Labeling and segmentation records:
********

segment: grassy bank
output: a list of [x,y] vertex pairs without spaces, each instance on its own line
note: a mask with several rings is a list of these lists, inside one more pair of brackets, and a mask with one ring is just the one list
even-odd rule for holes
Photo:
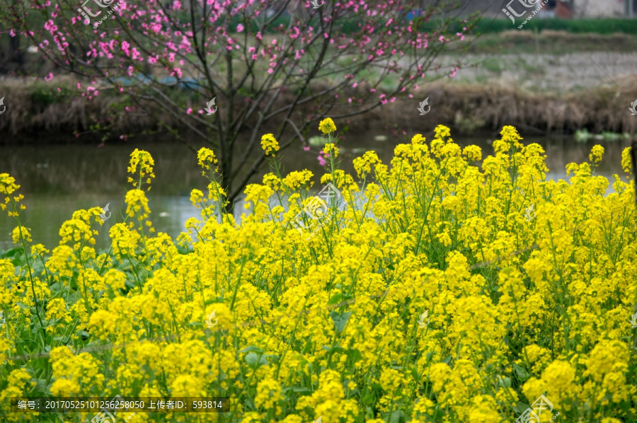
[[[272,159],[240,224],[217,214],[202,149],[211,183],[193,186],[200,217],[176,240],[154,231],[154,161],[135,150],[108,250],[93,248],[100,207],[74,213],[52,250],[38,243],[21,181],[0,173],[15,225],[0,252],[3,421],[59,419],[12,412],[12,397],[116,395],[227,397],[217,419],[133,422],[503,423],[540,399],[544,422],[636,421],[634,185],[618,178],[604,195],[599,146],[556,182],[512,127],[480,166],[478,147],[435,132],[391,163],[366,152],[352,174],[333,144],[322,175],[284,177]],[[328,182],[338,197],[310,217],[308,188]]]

********

• WORK TO BE COMPLETED: Repeat everything in the records precisely. Images are excluded from the copy.

• ANSWER TO THE EXERCISE:
segment: grassy bank
output: a list of [x,y] vertex pairs without spaces, each instance on its own line
note: a mask with several rings is a list of these lists, inside one more pair of brackets, and a mask with one ring is just the one list
even-odd rule for holes
Photo:
[[[272,159],[240,224],[217,214],[202,149],[211,183],[193,186],[200,217],[176,240],[154,231],[154,161],[135,150],[108,250],[93,248],[100,207],[74,213],[52,250],[38,243],[21,181],[0,173],[15,225],[0,252],[3,421],[59,419],[12,412],[12,397],[116,395],[227,397],[217,419],[133,422],[503,423],[540,399],[544,422],[636,421],[634,185],[618,178],[604,195],[599,146],[556,182],[512,127],[480,166],[478,147],[435,132],[391,163],[366,152],[352,174],[333,144],[322,175],[284,177]],[[328,182],[338,197],[310,217],[308,188]]]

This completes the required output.